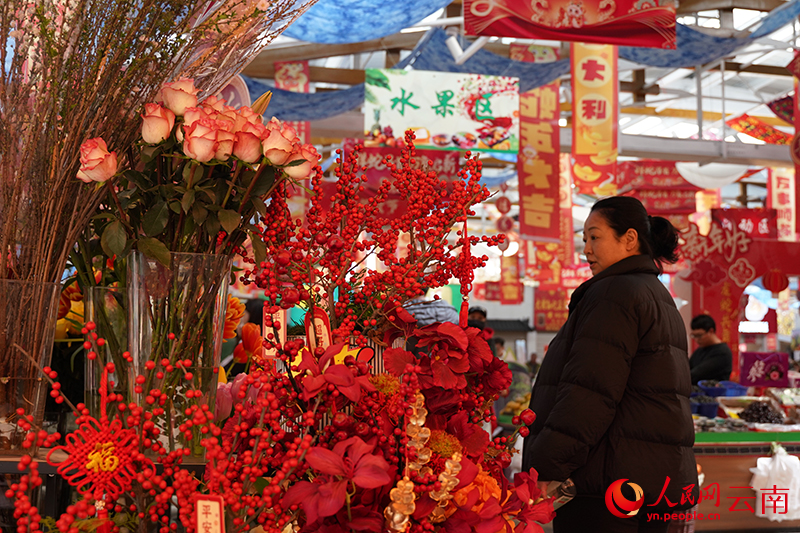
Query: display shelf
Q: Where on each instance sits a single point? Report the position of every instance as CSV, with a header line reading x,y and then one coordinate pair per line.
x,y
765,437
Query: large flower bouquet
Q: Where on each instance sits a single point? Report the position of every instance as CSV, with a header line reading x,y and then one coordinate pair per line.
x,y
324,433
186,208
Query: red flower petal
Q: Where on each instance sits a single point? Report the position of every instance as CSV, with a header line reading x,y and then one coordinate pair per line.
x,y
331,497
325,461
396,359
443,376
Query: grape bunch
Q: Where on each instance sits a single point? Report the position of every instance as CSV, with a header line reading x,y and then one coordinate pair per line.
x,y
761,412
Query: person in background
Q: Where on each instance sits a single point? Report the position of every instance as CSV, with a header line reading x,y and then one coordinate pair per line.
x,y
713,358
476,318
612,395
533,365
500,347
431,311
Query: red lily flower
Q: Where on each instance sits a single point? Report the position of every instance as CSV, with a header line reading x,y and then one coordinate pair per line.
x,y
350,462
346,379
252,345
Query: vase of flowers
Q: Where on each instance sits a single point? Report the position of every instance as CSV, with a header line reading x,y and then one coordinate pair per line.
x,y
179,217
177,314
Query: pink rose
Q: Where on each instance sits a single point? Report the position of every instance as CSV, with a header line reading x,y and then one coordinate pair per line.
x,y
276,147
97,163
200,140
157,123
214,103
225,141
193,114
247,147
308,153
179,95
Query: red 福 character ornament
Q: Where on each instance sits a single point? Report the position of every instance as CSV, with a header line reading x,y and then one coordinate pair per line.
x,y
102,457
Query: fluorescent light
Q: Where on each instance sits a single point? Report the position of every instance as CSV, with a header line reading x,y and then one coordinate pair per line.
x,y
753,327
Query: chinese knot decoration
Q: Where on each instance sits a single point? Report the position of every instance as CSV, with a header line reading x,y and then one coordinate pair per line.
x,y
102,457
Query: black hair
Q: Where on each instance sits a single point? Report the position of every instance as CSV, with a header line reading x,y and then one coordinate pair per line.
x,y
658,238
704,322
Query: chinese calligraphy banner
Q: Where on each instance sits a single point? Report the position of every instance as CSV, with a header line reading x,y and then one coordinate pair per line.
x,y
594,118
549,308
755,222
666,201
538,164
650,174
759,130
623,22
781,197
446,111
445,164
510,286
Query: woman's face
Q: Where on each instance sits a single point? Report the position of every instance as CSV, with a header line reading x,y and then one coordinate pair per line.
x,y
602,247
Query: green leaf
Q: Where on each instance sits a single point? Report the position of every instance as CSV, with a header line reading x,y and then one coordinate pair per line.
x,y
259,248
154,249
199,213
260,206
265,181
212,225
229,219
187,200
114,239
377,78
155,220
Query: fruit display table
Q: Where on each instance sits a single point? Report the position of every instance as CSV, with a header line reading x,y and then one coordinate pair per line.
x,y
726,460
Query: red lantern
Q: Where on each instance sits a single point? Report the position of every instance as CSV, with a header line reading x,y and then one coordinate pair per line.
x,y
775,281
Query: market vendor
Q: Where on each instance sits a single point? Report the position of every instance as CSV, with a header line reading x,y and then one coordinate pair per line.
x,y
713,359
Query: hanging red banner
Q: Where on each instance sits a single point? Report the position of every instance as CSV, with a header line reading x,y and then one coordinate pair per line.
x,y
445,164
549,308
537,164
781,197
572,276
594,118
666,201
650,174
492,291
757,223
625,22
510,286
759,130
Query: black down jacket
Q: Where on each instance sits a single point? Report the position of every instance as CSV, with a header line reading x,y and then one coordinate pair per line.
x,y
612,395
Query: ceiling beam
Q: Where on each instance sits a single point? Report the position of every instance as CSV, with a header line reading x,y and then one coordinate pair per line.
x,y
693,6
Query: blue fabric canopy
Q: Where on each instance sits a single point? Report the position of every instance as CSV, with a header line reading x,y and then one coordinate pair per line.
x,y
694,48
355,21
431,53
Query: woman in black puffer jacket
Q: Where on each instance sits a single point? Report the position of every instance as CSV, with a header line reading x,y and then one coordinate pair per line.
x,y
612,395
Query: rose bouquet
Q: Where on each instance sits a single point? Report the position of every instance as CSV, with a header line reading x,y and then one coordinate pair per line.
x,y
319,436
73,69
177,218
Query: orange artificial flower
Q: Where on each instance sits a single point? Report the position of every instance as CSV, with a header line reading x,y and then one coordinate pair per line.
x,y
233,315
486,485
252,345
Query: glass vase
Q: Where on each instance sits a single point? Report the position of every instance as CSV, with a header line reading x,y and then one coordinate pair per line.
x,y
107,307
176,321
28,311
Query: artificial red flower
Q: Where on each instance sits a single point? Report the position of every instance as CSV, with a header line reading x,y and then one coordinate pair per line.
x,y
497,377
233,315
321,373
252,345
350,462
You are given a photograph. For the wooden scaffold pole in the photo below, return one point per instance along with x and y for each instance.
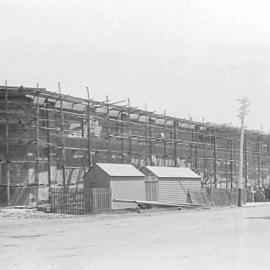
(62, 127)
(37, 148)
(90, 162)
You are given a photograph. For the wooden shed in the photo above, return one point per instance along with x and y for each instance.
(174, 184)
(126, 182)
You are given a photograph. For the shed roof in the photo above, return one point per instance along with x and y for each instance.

== == ==

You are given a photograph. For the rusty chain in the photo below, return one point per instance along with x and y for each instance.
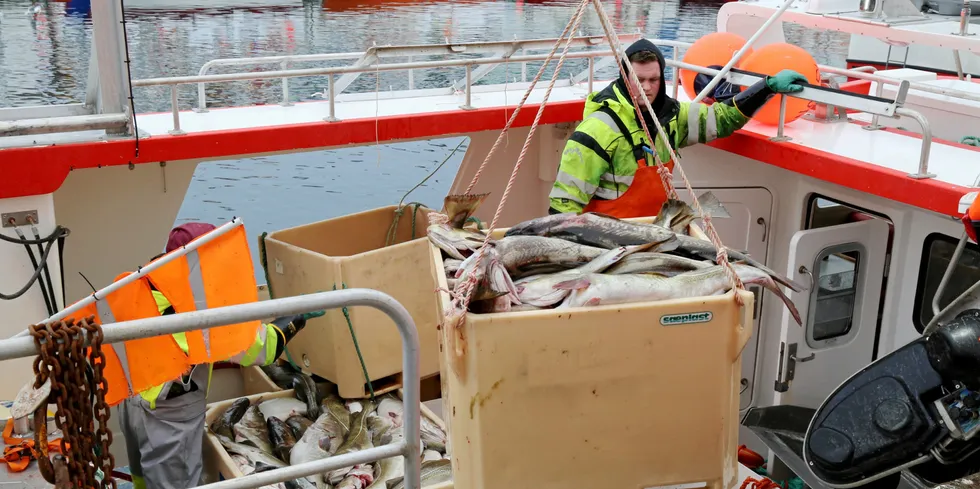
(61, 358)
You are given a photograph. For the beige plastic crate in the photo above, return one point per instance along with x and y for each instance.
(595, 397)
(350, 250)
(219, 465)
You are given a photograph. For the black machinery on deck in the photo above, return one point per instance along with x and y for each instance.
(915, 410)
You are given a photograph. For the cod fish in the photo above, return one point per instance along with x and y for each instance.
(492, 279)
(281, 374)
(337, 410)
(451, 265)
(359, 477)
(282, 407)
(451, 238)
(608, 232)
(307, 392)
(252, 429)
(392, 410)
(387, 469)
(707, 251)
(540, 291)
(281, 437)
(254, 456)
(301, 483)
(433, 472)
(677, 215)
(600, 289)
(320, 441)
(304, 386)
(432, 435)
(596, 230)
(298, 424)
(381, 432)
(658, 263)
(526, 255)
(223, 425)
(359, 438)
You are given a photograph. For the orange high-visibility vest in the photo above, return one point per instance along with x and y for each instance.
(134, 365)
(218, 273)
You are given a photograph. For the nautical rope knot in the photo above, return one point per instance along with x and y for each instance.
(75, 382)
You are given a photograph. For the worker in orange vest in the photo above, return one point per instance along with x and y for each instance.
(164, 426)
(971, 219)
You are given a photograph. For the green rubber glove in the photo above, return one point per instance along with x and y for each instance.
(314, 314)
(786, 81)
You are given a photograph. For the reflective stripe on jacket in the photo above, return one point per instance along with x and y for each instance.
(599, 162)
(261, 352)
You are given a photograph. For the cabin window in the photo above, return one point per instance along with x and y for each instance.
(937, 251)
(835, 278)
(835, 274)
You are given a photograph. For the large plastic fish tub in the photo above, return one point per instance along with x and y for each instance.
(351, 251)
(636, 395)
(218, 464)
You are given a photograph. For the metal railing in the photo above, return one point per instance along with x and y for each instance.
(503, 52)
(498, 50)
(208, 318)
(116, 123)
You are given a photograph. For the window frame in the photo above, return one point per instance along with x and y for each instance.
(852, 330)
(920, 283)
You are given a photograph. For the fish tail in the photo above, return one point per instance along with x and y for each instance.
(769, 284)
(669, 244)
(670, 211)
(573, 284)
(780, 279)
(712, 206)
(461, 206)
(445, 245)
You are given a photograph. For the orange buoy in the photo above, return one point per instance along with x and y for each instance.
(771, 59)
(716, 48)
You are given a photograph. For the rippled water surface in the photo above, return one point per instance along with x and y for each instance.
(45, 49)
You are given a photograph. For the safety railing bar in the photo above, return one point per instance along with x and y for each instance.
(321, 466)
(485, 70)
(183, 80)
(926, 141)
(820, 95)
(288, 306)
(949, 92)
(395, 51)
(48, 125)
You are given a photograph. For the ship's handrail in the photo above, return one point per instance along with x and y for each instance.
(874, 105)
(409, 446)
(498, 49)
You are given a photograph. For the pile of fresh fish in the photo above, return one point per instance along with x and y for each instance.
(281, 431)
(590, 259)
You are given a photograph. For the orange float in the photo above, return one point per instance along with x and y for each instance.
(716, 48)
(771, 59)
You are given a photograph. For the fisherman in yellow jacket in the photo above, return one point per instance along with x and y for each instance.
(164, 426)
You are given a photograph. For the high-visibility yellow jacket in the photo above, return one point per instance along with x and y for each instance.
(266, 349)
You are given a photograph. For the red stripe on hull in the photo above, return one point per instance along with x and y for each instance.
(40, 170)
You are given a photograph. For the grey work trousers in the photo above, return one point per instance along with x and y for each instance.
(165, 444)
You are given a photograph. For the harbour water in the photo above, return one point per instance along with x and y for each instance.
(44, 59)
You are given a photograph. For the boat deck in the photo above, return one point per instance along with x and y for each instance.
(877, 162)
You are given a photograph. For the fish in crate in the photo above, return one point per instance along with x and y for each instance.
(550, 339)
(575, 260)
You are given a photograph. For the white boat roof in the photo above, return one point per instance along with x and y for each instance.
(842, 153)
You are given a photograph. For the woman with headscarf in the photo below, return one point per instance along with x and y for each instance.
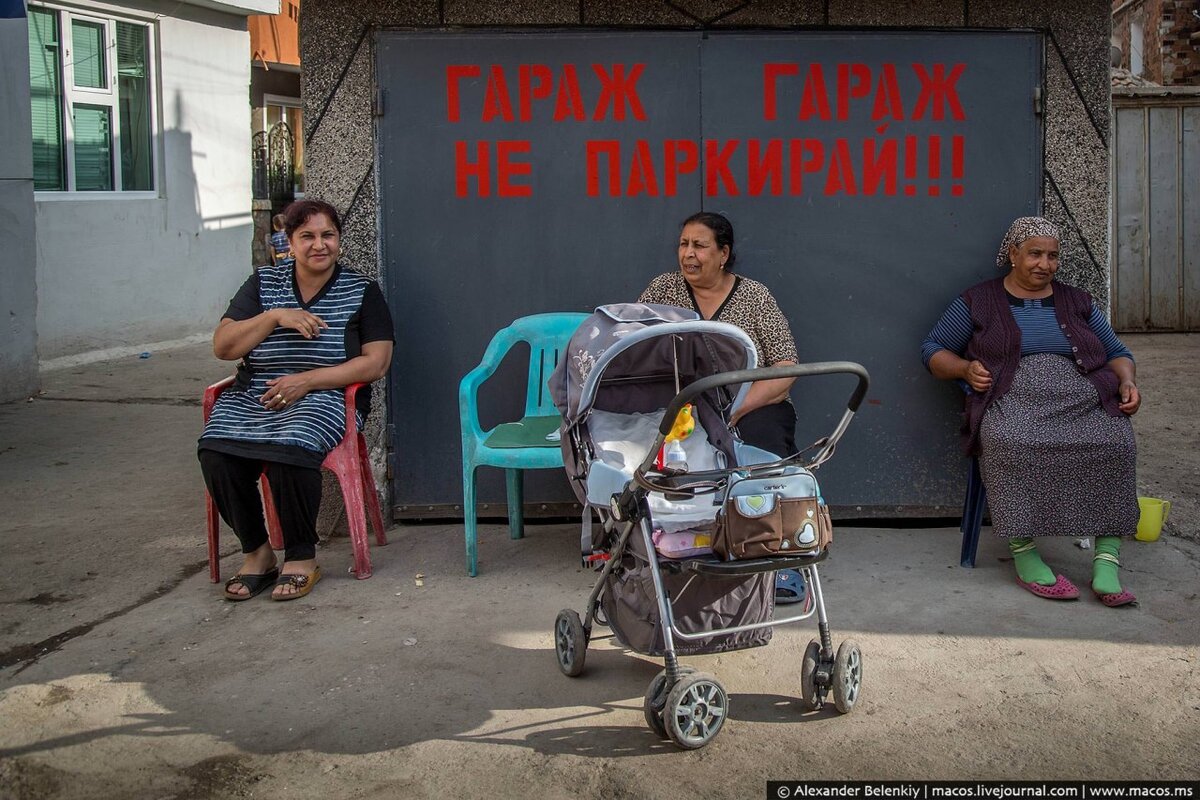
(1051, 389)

== == ==

Everything from the line containing "Query: display shelf" through the line containing "Query: fluorescent light" in the material above should be retyped exactly, both ends included, and nothing more.

Query: display shelf
Q: Where on each instance sits a single point? Report the position of every instance as CSV, with a header line reading x,y and then one coordinate pair per line.
x,y
765,437
Query: large flower bouquet
Q: Where on each instance sits a single point? Report the position of every instance as CSV, with a header line reading x,y and then one coordinate pair per line.
x,y
324,433
186,208
Query: red flower petal
Q: Where on each instance sits a single point? Report the position of every instance as CSV, with a header line reading x,y and then one coordinate pair per line.
x,y
331,497
325,461
396,359
443,376
Query: grape bunch
Q: Where on each instance sits a single point? Report the position of every instance as CSV, with a header line reading x,y and then one coordinate pair per line.
x,y
761,412
Query: person in background
Q: Where on each instance sits a single point? Report the position of every instance as CSV, with a header line reading x,y and then one coordinate pair per line.
x,y
713,358
476,318
612,395
533,365
500,347
431,311
Query: red lily flower
Q: Where on each instance sits a single point? Report the position of every instance as CSV, with a header line reading x,y and then one coordinate pair per line.
x,y
350,462
346,379
252,345
Query: vase of flowers
Q: Where on each instance sits a single point? Report the position of every instance as CSV, with a header line reading x,y and then one coordinate pair per line.
x,y
179,217
177,314
Query: pink rose
Q: Where on each instance sits a single point? Report the position of every instance as CSV, with a header line reading x,y and then one coordinate pair per line.
x,y
276,147
97,163
200,140
157,123
214,103
225,141
193,114
247,147
308,153
179,95
Query: red 福 character ornament
Q: Where on each instance sits a single point? Report the position of every instance as CSV, with a header line reading x,y and then one coordinate pair per line.
x,y
102,457
Query: fluorescent light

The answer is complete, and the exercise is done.